INSTRUCTIONS:
A. Answer these questions using the drone detection text, one answer per line and labeled to match:
(i) Which two sensing modalities does the proposed framework fuse?
(ii) Which paradigm is adopted for infrared video?
(iii) What model fuses the probabilistic outputs of the two detectors?
B. Proceed with the drone detection text, starting from the point at which it stops.

DOCUMENT EXCERPT:

________________________

A Robust Multimodal Fusion Approach for Unmanned Drone Detection

The proliferation of unmanned aerial vehicles (UAVs), or drones, has ushered in transformative applications across surveillance, agriculture, logistics, and cinematography. However, this rapid adoption concurrently poses significant security and privacy threats, particularly when drones operate in unauthorized or sensitive airspace near airports, critical infrastructure, or secure facilities. The reliable and timely detection of these unmanned drones is therefore a paramount challenge for modern security systems. Traditional detection methods, predominantly reliant on visible spectrum cameras or radar, struggle against the inherent characteristics of modern small unmanned drones: their diminutive size, low radar cross-section, high maneuverability, and ability to fly at low altitudes amidst cluttered backgrounds.

This work specifically addresses the critical challenge of detecting small unmanned drones under complex environmental conditions. In such scenarios, the unmanned drone presents as a weak, small, and often low-contrast target, easily confused with birds or obscured by background noise like clouds, terrain, or urban structures. To overcome these limitations, we propose a novel detection framework that synergistically fuses information from two complementary sensing modalities: infrared (IR) video and audio. The core premise is that while a single sensor may fail under certain conditions, a multimodal system can leverage the strengths of one modality to compensate for the weaknesses of the other, thereby achieving superior robustness and accuracy.

Our proposed methodology follows a decision-level fusion strategy. Initially, the unmanned drone target is independently detected within each modality using specialized pipelines optimized for the respective data type. For infrared video, we adopt a “tracking-then-detecting” paradigm to handle the weak and small target problem. This involves a Dynamic Saliency Difference Enhancement (DSDE) module to amplify the contrast between the potential unmanned drone and its background, followed by a Spatio-Temporal Trajectory Encoding and Association (STTEA) module to maintain continuous tracks, mitigating issues of occlusion and trajectory fragmentation. For audio, we process the acoustic signal by extracting its time-frequency representation (Log-Mel Spectrogram) and employing a Convolutional Neural Network (CNN) for classification. Finally, the probabilistic outputs from the infrared and audio detectors are fused at the decision level using a logical regression model to yield the final, more confident classification of the presence or absence of an unmanned drone.

________________________

ITEMS:
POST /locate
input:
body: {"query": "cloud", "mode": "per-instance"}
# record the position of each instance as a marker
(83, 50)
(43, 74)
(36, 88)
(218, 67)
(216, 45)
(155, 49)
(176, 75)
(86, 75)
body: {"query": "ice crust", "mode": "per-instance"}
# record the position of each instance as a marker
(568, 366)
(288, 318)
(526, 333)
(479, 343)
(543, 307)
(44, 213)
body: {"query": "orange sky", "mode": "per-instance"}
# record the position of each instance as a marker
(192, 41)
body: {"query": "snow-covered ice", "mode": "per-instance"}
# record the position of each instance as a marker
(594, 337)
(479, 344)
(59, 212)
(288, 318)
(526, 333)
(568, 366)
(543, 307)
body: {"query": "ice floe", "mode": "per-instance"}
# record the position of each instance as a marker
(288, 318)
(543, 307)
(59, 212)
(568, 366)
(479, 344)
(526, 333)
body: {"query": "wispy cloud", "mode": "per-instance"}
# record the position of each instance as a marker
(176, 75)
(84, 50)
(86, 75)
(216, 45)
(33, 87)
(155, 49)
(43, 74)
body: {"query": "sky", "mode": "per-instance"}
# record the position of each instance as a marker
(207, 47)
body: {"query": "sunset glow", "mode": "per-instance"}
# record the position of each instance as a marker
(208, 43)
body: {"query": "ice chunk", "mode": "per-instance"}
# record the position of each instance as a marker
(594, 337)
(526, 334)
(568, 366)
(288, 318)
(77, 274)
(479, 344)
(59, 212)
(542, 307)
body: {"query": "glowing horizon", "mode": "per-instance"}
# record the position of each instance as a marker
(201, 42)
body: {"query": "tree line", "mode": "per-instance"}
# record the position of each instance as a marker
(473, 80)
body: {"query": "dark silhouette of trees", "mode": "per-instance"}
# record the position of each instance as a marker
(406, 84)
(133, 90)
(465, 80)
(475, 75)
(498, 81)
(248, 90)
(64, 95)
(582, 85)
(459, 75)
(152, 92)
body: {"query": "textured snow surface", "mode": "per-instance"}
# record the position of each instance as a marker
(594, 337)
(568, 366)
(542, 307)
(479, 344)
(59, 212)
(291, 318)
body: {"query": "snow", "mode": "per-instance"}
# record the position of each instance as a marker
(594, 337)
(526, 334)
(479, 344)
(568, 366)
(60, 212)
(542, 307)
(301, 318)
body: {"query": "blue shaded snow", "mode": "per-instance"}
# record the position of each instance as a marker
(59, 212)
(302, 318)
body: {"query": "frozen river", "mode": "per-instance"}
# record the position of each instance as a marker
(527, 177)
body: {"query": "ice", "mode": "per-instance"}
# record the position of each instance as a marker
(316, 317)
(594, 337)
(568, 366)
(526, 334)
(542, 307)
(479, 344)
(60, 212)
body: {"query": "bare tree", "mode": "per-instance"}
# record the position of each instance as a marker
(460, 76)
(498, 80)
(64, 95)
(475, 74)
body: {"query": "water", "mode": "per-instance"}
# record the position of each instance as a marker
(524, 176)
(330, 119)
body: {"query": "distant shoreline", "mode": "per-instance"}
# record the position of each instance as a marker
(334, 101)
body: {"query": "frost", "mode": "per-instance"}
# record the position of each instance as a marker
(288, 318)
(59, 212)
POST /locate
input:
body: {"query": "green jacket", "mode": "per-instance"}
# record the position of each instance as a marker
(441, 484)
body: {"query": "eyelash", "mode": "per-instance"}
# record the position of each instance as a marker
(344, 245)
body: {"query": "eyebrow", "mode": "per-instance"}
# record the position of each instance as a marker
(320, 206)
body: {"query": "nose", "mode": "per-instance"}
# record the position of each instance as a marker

________________________

PER-TASK OUTPUTS:
A.
(i) Infrared (IR) video and audio.
(ii) A "tracking-then-detecting" paradigm.
(iii) A logical regression model.

B.
Challenges in Unmanned Drone Detection

The effective detection of a small unmanned drone is hindered by several intertwined factors that render traditional single-sensor approaches inadequate.

Low Signal-to-Clutter Ratio (SCR): In both visual and infrared domains, a small unmanned drone occupies only a few pixels. Its thermal signature can be weak and similar to background elements like warm rooftops or distant vehicles, leading to a low SCR.
Complex and Dynamic Backgrounds: Urban skies, cloud formations, and moving vegetation create high levels of background clutter that can generate false alarms or obscure the target unmanned drone.
Target Confusion: Birds are a primary source of confusion due to overlapping size, flight altitude, and sometimes similar motion patterns. Distinguishing an unmanned drone from a bird is a non-trivial classification task.
Sensor Limitations: Visible light cameras fail in low-light conditions and are sensitive to weather. Radar systems are often expensive, have limited resolution for very small targets, and may struggle with slow-moving or hovering unmanned drones near ground clutter. Acoustic sensors alone have limited range and are sensitive to ambient noise.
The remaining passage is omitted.